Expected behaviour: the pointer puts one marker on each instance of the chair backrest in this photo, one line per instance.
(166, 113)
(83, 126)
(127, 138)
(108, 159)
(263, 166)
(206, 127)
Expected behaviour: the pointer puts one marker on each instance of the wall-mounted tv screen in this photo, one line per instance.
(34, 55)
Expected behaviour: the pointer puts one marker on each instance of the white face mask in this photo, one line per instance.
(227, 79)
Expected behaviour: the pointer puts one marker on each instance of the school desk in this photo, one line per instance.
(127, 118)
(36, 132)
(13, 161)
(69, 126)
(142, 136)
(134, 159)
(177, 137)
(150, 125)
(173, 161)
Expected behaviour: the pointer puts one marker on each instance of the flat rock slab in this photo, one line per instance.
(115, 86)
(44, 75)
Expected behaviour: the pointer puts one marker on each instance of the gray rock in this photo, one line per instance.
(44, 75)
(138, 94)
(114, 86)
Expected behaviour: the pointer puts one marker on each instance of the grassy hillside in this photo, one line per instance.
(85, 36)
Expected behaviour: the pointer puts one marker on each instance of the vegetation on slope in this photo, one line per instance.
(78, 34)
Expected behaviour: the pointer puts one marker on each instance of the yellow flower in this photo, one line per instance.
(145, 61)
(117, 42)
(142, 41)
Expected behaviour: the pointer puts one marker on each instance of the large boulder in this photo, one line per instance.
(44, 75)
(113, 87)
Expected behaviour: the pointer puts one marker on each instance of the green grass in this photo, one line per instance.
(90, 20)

About this exercise ▸
Your task is to reproduce exactly the lines from the one with "boulder in this photo, one line per instance." through the end of the listing. Both ends belong in the answer.

Expected answer ▸
Expected behaviour: the pointer puts one marker on each instance of the large boulder in this photo, one line per instance.
(44, 75)
(113, 87)
Expected behaviour: the pointer puts one marker on each instance of the green grass in this photo, one line per instance.
(90, 20)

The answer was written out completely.